Written request →
From the saved entries that follow, select every line containing the word "below" and copy each such line in full.
──────── Dataset excerpts
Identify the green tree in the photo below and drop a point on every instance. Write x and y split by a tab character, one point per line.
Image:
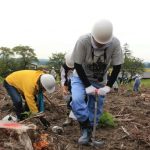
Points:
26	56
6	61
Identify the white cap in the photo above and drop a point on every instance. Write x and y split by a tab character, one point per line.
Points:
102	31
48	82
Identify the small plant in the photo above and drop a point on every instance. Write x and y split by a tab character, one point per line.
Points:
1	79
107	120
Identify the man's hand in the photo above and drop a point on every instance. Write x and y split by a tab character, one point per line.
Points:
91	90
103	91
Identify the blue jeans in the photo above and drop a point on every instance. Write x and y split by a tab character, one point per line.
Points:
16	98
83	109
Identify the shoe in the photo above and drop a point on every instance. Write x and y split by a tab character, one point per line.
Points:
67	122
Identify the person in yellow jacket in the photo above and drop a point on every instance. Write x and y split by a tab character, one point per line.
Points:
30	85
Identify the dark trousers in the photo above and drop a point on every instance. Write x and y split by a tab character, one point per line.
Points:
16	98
────────────────
──────── Dataset excerpts
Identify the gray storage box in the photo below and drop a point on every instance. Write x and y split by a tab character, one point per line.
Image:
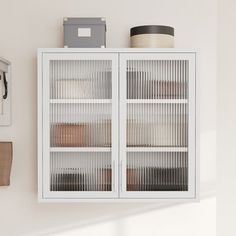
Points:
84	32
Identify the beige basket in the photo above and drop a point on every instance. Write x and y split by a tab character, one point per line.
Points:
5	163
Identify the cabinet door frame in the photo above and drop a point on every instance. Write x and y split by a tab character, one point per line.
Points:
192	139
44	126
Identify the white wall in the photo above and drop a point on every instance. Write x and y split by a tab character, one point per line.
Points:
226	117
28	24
────────────────
Solved problem →
Identify the green tree in the photo below and drop a point on every instance. Write x and y split by a tab character, one point per line.
Identify the gray storage box in the photo below and drop a point on every instance. Write x and y split by a tab character, one point per line.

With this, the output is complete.